*Problem requirements*: Give the lines of the entries below as a numbered list, leaving out any blank lines, starting with the line that contains "the blue trousers" and continuing through the end of the entries.

[Data records]
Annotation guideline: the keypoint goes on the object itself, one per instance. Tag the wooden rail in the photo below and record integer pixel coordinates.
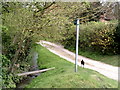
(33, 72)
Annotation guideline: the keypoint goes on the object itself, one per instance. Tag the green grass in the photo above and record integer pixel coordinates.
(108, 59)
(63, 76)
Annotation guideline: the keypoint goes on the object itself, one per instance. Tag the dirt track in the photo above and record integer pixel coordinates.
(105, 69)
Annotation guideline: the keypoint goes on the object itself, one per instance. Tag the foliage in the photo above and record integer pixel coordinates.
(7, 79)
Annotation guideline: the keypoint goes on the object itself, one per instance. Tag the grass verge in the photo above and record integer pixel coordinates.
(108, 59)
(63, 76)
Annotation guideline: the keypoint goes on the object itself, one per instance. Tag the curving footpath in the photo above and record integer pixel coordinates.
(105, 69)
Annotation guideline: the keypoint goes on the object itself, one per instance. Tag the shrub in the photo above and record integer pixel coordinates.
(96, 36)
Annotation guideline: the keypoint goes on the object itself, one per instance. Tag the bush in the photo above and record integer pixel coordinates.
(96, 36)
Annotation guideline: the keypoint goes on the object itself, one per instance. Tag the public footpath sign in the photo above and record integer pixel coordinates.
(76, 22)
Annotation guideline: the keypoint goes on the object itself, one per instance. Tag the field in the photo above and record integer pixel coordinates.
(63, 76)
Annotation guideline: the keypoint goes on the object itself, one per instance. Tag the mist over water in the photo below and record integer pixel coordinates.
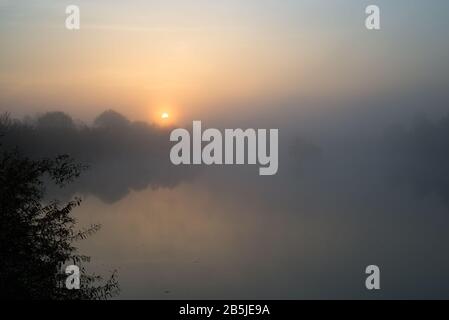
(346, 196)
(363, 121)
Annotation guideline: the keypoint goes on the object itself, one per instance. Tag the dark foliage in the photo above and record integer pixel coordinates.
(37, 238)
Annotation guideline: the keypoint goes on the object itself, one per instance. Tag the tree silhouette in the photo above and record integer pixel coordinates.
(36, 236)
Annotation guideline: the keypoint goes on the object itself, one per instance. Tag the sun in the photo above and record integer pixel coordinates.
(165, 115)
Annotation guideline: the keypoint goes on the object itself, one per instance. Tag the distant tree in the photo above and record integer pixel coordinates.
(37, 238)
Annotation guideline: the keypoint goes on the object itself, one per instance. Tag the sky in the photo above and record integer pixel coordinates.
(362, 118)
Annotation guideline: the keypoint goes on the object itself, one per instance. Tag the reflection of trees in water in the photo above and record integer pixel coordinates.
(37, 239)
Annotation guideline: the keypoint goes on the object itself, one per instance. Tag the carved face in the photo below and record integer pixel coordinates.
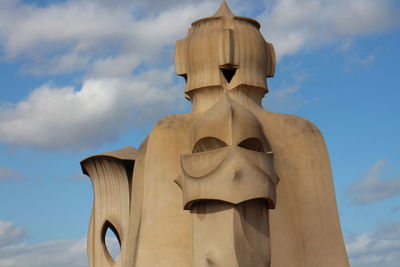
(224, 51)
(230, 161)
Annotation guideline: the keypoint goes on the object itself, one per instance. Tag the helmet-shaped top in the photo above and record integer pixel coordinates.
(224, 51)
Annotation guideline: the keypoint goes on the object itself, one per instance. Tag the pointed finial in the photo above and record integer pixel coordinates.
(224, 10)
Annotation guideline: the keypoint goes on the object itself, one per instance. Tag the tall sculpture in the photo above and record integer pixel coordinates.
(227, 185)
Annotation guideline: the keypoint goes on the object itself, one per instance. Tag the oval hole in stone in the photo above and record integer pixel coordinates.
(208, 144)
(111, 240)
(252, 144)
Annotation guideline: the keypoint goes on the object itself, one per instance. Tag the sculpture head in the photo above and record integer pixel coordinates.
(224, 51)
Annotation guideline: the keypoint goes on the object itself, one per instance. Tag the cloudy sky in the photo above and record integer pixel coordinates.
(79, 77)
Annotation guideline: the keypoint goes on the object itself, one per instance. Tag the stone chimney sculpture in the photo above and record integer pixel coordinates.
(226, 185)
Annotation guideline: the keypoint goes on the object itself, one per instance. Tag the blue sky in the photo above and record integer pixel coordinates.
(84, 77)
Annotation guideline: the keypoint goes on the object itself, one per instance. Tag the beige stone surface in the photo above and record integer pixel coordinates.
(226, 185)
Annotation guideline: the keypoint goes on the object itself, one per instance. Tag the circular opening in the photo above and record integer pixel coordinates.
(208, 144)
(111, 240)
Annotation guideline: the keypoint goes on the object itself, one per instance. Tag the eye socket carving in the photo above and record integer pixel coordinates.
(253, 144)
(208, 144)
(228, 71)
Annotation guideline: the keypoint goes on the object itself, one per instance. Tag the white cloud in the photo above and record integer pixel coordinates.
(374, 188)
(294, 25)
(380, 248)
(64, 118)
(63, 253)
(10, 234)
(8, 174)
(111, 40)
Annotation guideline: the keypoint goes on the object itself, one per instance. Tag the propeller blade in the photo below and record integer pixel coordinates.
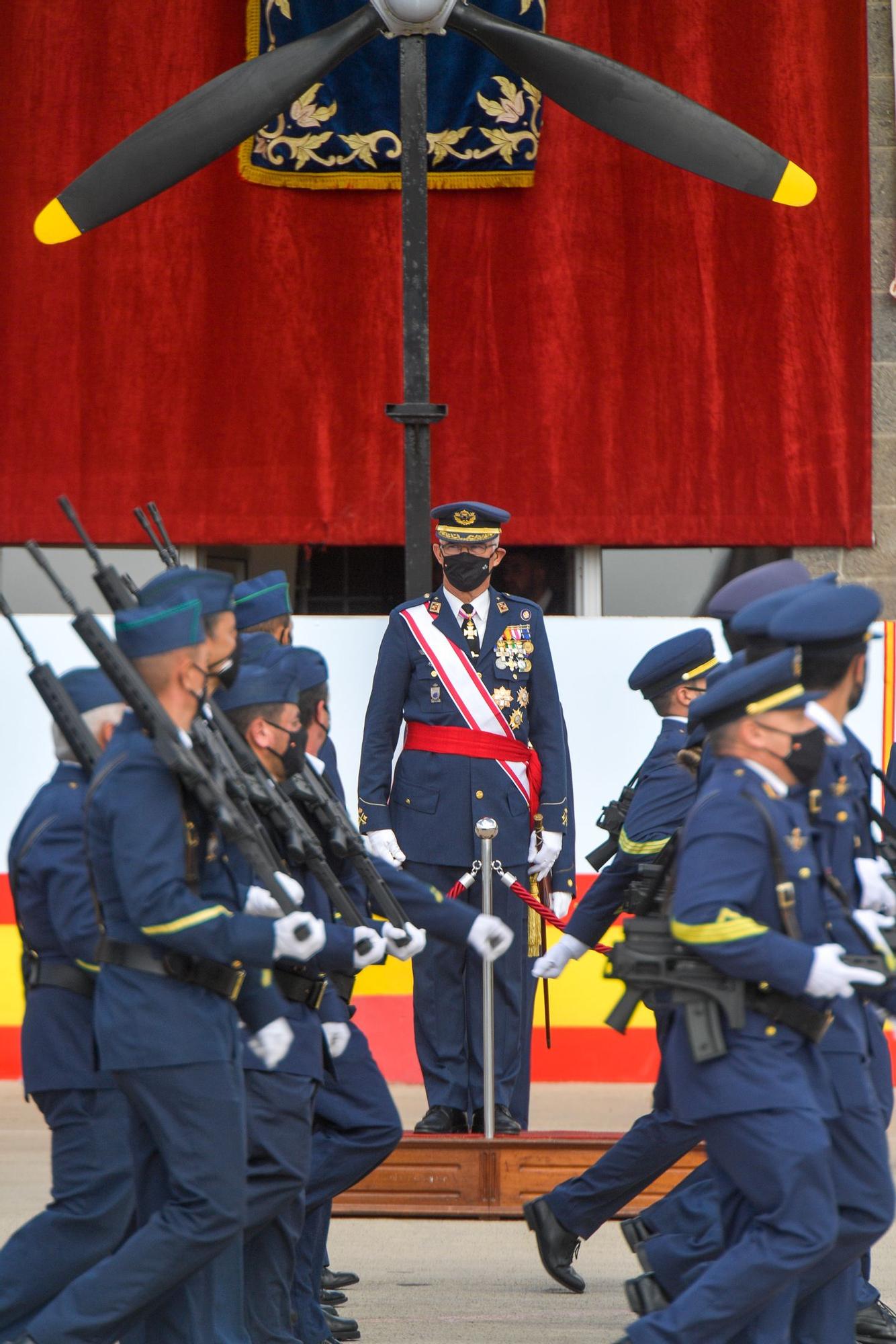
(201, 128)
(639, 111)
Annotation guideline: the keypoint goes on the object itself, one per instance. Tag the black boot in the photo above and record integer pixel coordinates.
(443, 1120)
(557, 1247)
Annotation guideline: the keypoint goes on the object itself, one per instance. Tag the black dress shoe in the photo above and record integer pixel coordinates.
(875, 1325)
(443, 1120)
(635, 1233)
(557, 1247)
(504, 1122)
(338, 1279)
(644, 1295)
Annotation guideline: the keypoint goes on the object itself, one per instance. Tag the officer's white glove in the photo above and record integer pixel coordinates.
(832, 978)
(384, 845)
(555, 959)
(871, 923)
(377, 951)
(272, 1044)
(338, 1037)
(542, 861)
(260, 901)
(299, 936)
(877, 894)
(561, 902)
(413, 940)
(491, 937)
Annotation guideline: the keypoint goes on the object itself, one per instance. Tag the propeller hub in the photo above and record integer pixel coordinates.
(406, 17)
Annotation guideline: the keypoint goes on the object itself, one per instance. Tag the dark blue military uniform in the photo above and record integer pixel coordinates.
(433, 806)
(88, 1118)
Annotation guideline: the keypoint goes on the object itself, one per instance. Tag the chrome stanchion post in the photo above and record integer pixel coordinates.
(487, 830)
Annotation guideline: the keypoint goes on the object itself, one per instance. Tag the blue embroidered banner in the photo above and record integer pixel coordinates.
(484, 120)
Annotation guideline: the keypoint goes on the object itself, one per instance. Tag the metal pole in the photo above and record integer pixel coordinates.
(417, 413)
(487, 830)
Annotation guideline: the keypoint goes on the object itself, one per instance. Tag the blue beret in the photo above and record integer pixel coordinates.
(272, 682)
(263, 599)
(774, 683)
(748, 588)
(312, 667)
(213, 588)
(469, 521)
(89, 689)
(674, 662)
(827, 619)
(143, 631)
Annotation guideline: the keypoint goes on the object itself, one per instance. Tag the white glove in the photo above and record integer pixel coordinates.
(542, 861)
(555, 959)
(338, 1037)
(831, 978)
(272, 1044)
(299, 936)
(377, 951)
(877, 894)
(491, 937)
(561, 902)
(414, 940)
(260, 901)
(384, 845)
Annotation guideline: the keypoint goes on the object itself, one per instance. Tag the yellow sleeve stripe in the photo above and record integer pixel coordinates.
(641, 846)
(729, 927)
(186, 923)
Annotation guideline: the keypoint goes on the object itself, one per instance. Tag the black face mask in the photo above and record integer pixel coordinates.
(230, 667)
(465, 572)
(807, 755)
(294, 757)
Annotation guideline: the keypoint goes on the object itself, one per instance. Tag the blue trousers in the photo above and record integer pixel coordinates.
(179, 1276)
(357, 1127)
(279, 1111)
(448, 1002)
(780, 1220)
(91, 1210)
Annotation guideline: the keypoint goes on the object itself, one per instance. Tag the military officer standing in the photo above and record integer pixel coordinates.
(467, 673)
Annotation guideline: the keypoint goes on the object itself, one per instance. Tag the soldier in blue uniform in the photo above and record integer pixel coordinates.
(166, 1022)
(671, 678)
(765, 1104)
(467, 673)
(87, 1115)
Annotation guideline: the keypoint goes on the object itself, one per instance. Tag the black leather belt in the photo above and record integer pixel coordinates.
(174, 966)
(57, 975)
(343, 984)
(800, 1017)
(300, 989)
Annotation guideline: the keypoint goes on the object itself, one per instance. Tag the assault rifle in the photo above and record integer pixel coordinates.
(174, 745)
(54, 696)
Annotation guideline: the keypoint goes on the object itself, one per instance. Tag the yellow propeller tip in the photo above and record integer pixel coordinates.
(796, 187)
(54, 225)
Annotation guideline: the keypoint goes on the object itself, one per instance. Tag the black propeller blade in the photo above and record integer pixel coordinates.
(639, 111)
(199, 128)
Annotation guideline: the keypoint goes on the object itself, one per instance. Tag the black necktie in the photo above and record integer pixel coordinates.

*Output for this task*:
1. Annotation guideline: the keypoint goes on the object itself, one per instance. Tag the blue trousers in the photo above and record integer pixel coordinates.
2. (179, 1276)
3. (357, 1127)
4. (279, 1111)
5. (448, 1002)
6. (780, 1220)
7. (91, 1210)
8. Annotation guideline: the keypoint goes on the object itself, one per instance. Tag the military officer standing in the photo above and record integer pixel coordinates.
9. (467, 673)
10. Annotation guideline: the keypoint goes on the object itself, one per instance. Tag the soldier in blue uniform in the photo above and record integer pixel coordinates.
11. (166, 1022)
12. (671, 678)
13. (765, 1104)
14. (467, 673)
15. (87, 1115)
16. Annotation guideline: the keypoint goes on the object itself, one per instance. Tag the black leather belt in the photo above and record integer pixel coordinates.
17. (174, 966)
18. (57, 975)
19. (343, 984)
20. (800, 1017)
21. (300, 989)
22. Annotation guideline: the keypoint goes on the object itself, one per instance. Tag the assault rifle in the photo above and record integer pixel coordinates.
23. (174, 745)
24. (54, 696)
25. Annotation guideline: the keypoint goes on the object itself, one per instance. Tag the yellow propeller tip in the photo above and record integer pixel coordinates.
26. (796, 187)
27. (54, 225)
28. Annotation guideline: the keypoint goes on the object itself, one per instance. Tag the black propeller blade in the photo above and record integer pixel coordinates.
29. (639, 111)
30. (199, 128)
31. Annotation guideline: the keypoint goes on the object itself, one per instance. Tag the black necktie in the photo above and record integer pixel coordinates.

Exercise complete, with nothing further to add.